• [SOURCE]
──────────

# Corn snakes?



## RURAL GECKOS (Dec 22, 2007)

Hi, Iv been keeping and breeding leopard geckos for over 20 years and my children think they would like to try and keep/ breed snakes.
Would I be right in thinking the easiest and cheapest way to start would be with a couple of corn snakes?


----------



## Zincubus (Sep 6, 2010)

RURAL GECKOS said:


> Hi, Iv been keeping and breeding leopard geckos for over 20 years and my children think they would like to try and keep/ breed snakes.
> Would I be right in thinking the easiest and cheapest way to start would be with a couple of corn snakes?


Hi

Well they are fabulous snakes , loads of colour options , great feeders, lovely and friendly and very forgiving as well 

How many vivs were you thinking ??

Two Corns need two separate vivs 

Here’s my Blizzard Corn 


















Sent from my iPhone using Tapatalk Pro


----------



## RURAL GECKOS (Dec 22, 2007)

Zincubus said:


> Hi
> 
> Well they are fabulous snakes , loads of colour options , great feeders, lovely and friendly and very forgiving as well
> 
> ...


I have 4 spare vivs at the minute and various rubs on racks, do you breed them?


----------



## Zincubus (Sep 6, 2010)

RURAL GECKOS said:


> I have 4 spare vivs at the minute and various rubs on racks, do you breed them?


Sadly no ... but there’s a good breeder on here called Pete Johnson .. you could always PM / DM him if you have any queries 


Sent from my iPhone using Tapatalk Pro


----------



## spigotbush (Feb 8, 2019)

corns are great, however i would argue that it would be better to look into another species. there are loads of corns around, and a lot in rescues. perhaps another hardy species that is a little less common would serve you better in the long run.


----------



## RURAL GECKOS (Dec 22, 2007)

spigotbush said:


> corns are great, however i would argue that it would be better to look into another species. there are loads of corns around, and a lot in rescues. perhaps another hardy species that is a little less common would serve you better in the long run.


It’s just for fun so looking for something cheap and cheerful. Not looking to make money or sell for profit 👍🏽


----------



## ian14 (Jan 2, 2008)

I see no point in breeding "just for fun". There are loads of corns around, so selling the offspring could be a timely and costly affair. Corns can have around 20 eggs in a clutch, all of the hatchlings need to be kept separately. And you could have some, if not most, for a fair amount of time.

──────────

• [DATA EXTRACT]
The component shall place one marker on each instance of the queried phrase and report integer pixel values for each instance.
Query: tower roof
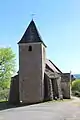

──────────

• [EXERCISE INSTRUCTIONS] Please rename "PM / DM" to "message" in the corn snake thread, and give its passage between "Sadly no ..." and "(Feb 8, 2019)", inclusive.

• [RIGHT ANSWER]
Sadly no ... but there’s a good breeder on here called Pete Johnson .. you could always message him if you have any queries 


Sent from my iPhone using Tapatalk Pro


----------



## spigotbush (Feb 8, 2019)